***** The data *****

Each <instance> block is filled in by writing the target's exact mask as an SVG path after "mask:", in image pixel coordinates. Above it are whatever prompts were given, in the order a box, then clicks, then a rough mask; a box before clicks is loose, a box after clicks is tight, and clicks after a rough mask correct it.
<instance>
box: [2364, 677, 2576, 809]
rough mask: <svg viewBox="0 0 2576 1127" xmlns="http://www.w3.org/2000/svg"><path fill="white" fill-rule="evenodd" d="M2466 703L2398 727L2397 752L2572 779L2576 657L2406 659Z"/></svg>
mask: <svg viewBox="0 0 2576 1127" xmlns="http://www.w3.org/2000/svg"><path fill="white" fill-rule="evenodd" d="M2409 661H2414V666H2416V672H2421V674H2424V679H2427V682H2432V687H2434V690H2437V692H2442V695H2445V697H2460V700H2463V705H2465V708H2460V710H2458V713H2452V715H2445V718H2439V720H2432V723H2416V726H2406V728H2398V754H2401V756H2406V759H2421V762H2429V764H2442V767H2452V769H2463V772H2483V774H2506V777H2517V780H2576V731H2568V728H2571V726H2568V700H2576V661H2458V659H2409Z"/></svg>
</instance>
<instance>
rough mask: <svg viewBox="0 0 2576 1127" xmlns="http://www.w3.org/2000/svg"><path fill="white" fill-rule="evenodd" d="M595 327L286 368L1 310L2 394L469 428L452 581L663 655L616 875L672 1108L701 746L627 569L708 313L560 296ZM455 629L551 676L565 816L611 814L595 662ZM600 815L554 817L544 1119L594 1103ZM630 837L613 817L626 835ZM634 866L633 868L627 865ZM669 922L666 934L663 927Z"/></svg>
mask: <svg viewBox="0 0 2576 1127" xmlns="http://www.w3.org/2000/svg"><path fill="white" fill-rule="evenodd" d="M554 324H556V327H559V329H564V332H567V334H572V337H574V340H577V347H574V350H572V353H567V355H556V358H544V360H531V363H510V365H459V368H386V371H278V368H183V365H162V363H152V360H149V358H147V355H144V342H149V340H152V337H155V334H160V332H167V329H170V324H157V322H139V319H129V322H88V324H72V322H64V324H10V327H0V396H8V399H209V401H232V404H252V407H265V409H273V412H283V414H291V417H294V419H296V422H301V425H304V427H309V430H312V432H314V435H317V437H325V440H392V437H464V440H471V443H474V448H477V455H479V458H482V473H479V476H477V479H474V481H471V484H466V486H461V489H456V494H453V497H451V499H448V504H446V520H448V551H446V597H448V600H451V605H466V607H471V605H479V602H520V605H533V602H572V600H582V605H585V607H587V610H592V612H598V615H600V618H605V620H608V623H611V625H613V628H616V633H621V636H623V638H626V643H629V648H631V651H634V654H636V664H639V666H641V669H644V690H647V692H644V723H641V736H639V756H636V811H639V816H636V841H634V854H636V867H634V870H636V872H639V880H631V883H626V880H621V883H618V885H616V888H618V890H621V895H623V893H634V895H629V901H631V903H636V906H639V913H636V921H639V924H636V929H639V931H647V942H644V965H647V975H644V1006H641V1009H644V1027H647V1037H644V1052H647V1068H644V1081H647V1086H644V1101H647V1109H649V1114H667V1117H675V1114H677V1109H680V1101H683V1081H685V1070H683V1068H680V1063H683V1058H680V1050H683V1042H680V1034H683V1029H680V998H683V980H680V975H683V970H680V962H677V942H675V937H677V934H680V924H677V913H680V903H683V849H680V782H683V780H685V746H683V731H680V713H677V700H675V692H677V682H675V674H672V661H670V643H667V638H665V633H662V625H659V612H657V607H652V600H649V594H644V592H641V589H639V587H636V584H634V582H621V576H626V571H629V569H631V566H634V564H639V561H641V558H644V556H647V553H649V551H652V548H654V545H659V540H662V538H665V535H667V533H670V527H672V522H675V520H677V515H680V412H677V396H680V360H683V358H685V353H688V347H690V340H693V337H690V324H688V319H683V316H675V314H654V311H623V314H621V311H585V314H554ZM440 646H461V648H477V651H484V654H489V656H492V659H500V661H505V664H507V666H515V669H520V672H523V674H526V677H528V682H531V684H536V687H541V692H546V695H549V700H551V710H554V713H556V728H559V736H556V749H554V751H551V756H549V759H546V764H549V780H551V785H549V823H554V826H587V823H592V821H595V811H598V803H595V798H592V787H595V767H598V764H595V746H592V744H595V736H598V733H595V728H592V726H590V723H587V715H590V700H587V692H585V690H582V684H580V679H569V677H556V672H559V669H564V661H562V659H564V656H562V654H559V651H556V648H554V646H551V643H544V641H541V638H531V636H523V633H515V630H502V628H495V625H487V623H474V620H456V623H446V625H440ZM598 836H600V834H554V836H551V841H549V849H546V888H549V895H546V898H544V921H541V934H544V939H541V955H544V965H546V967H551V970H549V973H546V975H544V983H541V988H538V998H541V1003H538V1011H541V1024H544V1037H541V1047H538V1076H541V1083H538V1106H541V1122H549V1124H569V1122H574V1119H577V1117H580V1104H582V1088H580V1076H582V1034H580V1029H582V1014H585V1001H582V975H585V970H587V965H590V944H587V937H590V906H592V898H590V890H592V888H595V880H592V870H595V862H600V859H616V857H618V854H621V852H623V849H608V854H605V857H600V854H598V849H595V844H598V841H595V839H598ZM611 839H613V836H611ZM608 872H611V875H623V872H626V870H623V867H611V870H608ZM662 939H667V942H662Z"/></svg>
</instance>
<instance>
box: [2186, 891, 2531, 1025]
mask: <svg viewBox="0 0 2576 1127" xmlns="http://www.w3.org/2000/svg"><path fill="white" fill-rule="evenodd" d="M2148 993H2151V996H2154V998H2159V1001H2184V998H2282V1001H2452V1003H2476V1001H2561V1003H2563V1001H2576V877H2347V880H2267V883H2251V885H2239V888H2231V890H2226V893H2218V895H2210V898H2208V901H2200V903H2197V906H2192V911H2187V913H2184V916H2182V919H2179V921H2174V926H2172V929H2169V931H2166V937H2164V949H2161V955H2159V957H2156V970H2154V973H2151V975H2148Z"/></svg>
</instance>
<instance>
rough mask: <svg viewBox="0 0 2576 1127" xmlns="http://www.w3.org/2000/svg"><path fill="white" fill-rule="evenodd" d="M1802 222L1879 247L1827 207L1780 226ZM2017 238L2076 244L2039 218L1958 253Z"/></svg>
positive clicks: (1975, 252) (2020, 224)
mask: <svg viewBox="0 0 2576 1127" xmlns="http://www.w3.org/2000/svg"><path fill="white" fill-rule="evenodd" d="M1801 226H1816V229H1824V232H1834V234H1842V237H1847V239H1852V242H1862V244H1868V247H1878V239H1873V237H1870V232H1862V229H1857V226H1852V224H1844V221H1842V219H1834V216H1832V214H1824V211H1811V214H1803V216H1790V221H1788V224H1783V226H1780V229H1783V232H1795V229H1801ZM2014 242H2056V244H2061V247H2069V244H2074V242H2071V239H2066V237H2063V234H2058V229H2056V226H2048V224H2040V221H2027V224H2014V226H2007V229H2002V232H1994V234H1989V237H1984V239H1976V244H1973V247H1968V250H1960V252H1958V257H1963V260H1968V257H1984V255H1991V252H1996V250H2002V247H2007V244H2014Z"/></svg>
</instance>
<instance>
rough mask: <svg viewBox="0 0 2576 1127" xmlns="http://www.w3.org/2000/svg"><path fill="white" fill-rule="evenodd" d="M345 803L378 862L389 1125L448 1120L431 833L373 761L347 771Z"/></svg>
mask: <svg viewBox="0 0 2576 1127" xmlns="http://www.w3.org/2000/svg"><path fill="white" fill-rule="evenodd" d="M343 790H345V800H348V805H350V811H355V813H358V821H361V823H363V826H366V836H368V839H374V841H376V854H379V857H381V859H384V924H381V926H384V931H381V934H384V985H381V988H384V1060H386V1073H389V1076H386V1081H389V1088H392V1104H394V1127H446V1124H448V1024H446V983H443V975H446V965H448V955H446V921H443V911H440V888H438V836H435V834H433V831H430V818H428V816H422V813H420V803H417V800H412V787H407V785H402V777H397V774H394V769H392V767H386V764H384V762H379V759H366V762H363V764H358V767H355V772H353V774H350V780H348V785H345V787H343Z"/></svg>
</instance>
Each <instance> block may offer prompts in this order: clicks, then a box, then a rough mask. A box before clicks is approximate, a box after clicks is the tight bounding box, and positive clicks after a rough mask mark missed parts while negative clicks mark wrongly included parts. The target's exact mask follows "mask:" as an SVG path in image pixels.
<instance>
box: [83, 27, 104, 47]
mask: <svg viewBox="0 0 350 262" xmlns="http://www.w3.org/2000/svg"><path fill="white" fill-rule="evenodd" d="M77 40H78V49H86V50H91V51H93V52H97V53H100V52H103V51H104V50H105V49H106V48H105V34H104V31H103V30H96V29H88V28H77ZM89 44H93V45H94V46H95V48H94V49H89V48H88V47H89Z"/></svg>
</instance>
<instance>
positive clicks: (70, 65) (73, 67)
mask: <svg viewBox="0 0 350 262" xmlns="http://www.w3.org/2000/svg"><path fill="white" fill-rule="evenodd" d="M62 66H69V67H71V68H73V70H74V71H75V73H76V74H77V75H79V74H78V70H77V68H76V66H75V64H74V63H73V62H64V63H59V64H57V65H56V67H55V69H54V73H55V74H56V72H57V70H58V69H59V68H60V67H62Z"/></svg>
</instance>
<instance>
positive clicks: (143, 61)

*****

— What you need to do —
Could you retype, character for character, the part of the listing that runs from its very first line through the line containing "703L2398 727L2397 752L2572", including both of those lines?

— Result for this exercise —
Each <instance> block is filled in by writing the target's exact mask as an SVG path after "mask:", in image pixel coordinates. Above it are whatever prompts were given, in the order a box, then clicks, then a rough mask; a box before clicks is loose, a box after clicks is tight, and clicks after a rough mask correct it.
<instance>
box: [2364, 677, 2576, 809]
rough mask: <svg viewBox="0 0 2576 1127" xmlns="http://www.w3.org/2000/svg"><path fill="white" fill-rule="evenodd" d="M2466 703L2398 727L2397 752L2572 779L2576 657L2406 659Z"/></svg>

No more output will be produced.